Copy nothing but the line with "the wet sand" and the lines that follow it to the end of the entries below, and keep the pictures out.

-- Data for analysis follows --

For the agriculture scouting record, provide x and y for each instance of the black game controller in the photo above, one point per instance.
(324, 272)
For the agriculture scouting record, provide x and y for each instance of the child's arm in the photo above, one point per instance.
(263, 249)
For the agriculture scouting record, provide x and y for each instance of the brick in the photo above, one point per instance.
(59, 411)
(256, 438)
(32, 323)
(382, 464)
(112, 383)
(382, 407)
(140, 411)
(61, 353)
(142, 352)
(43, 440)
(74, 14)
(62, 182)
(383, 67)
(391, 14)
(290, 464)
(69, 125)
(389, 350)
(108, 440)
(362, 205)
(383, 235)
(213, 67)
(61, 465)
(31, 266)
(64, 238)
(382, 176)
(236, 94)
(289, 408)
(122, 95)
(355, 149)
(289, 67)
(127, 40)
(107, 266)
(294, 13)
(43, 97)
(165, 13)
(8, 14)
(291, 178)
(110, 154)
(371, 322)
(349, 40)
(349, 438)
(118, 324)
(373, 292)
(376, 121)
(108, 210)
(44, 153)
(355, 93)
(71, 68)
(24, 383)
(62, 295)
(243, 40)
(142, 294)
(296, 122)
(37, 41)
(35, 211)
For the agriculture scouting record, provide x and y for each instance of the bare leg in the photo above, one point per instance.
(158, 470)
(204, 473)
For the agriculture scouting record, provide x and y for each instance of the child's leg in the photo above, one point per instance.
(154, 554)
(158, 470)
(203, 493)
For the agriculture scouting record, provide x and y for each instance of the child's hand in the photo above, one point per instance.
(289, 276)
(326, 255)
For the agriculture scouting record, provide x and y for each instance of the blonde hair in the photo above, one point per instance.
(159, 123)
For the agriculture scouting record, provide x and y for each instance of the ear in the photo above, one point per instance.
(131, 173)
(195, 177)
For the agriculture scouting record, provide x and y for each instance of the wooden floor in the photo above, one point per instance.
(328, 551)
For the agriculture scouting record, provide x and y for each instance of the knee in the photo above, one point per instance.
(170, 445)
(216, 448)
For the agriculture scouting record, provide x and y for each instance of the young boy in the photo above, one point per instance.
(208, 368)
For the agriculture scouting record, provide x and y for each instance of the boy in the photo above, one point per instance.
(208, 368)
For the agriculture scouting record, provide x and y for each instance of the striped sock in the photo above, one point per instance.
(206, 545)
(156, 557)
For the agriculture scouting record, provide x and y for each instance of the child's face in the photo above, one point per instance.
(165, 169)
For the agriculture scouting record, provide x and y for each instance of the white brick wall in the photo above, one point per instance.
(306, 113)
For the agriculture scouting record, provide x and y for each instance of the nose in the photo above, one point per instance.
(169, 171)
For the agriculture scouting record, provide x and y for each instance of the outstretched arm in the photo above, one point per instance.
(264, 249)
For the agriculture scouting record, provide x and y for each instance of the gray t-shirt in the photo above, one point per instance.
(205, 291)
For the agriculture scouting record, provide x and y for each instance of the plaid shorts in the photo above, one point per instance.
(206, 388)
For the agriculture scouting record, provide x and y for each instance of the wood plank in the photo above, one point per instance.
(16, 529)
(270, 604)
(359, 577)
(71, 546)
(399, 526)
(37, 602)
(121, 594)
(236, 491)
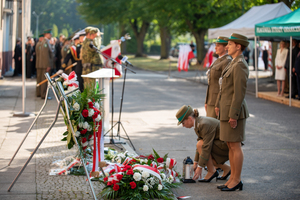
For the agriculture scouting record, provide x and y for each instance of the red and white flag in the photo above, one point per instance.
(185, 54)
(270, 64)
(209, 59)
(112, 51)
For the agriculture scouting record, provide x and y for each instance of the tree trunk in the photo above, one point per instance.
(199, 36)
(140, 36)
(165, 42)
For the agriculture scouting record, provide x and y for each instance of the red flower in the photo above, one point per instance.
(130, 172)
(132, 184)
(95, 116)
(119, 177)
(85, 113)
(116, 187)
(83, 140)
(90, 104)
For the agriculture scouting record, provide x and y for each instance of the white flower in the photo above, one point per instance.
(91, 142)
(137, 176)
(85, 125)
(145, 188)
(91, 112)
(159, 187)
(77, 133)
(98, 118)
(145, 174)
(76, 106)
(85, 144)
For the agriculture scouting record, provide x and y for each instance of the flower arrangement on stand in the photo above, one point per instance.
(85, 116)
(140, 177)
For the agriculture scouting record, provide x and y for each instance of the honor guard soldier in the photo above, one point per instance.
(46, 57)
(91, 60)
(64, 51)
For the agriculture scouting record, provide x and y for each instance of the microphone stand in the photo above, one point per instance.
(121, 105)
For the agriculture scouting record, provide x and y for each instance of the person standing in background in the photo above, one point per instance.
(18, 58)
(46, 60)
(231, 107)
(265, 58)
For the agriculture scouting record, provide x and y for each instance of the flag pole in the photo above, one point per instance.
(23, 113)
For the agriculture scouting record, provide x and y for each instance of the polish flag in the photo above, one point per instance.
(209, 56)
(112, 51)
(185, 54)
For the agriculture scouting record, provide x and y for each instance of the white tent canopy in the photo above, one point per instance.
(246, 23)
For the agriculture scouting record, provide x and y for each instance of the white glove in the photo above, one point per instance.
(60, 71)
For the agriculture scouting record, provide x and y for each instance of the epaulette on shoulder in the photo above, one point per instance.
(228, 58)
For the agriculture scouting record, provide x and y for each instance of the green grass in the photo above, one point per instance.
(158, 65)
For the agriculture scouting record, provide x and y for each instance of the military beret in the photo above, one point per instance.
(238, 38)
(48, 31)
(222, 40)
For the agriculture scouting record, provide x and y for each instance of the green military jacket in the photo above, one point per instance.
(213, 76)
(88, 54)
(37, 54)
(46, 55)
(231, 97)
(208, 130)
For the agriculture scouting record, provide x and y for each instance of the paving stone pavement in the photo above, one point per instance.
(52, 149)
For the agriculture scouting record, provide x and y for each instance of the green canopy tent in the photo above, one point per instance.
(279, 28)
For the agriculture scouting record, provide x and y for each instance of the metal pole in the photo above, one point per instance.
(23, 56)
(290, 73)
(256, 67)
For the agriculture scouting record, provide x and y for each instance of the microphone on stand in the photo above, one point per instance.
(93, 46)
(124, 60)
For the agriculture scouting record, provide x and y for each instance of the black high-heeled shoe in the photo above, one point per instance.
(221, 186)
(216, 174)
(224, 177)
(238, 186)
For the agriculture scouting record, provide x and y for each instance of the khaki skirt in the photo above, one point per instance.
(229, 134)
(220, 152)
(210, 111)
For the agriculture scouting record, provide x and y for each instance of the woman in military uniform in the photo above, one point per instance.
(232, 108)
(211, 151)
(213, 75)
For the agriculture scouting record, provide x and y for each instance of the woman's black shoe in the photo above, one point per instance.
(238, 186)
(216, 174)
(224, 177)
(221, 186)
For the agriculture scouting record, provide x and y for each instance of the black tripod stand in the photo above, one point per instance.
(119, 123)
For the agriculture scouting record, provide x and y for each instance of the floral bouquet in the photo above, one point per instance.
(140, 177)
(85, 115)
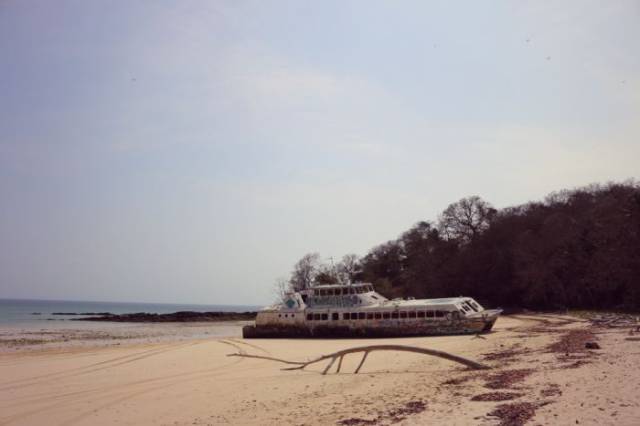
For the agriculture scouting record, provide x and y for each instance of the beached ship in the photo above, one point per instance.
(357, 310)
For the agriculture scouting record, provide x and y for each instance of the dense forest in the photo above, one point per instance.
(577, 249)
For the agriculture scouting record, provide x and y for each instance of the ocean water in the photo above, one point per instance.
(39, 313)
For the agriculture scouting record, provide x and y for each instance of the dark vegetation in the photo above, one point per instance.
(576, 249)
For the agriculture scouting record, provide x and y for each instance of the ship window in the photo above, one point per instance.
(471, 306)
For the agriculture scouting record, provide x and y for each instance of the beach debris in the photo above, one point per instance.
(616, 320)
(573, 341)
(338, 356)
(515, 414)
(394, 415)
(496, 396)
(506, 379)
(591, 345)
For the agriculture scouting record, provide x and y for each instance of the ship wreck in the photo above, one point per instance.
(357, 310)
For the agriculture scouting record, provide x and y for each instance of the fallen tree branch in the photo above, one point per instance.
(366, 349)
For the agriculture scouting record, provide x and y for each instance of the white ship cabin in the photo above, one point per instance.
(360, 304)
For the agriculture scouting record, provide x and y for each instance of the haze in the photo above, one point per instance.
(193, 151)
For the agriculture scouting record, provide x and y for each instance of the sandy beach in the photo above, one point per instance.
(177, 375)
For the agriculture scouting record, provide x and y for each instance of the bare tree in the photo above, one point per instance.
(348, 268)
(305, 271)
(464, 220)
(280, 288)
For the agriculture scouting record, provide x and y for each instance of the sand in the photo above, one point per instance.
(187, 379)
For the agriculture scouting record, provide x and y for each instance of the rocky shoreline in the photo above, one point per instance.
(183, 316)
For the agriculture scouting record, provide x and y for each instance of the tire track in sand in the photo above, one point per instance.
(116, 391)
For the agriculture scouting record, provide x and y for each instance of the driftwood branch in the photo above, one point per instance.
(367, 349)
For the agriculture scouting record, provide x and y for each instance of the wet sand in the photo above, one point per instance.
(541, 375)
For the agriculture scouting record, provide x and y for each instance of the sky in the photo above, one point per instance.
(193, 151)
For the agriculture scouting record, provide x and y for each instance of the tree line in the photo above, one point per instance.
(576, 249)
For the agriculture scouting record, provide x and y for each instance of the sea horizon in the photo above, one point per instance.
(45, 312)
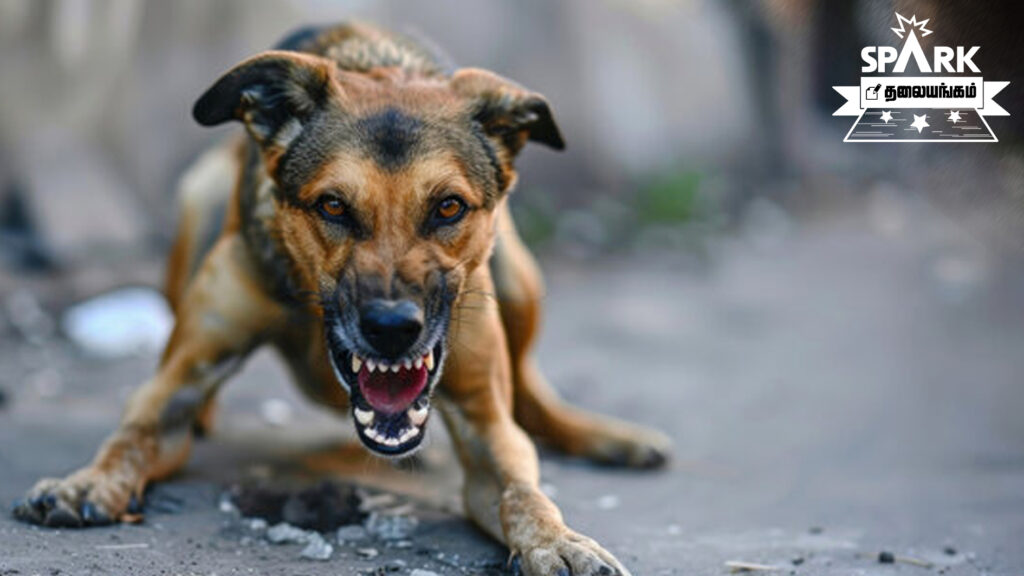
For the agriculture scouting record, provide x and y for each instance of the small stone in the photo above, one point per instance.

-- Data for analysis concluded --

Output of the task
For the agriculture scouting record, provide x and y for each instance of the wet sand in the photo above, one point per instance.
(541, 375)
For the agriculture scouting record, provide x and y for each instance of the sky in the photo above, one point per instance.
(193, 151)
For the agriculture scouting record, provide x and y for each instance of the tree line in the photo above, one point per instance.
(576, 249)
For the agriculture scouting record, provide x and y for each instance of the sea horizon in the photo above, one point per instance.
(45, 312)
For the agriculture scouting record, provide x and y for each instance of the small stone in the photo above, one point per instance.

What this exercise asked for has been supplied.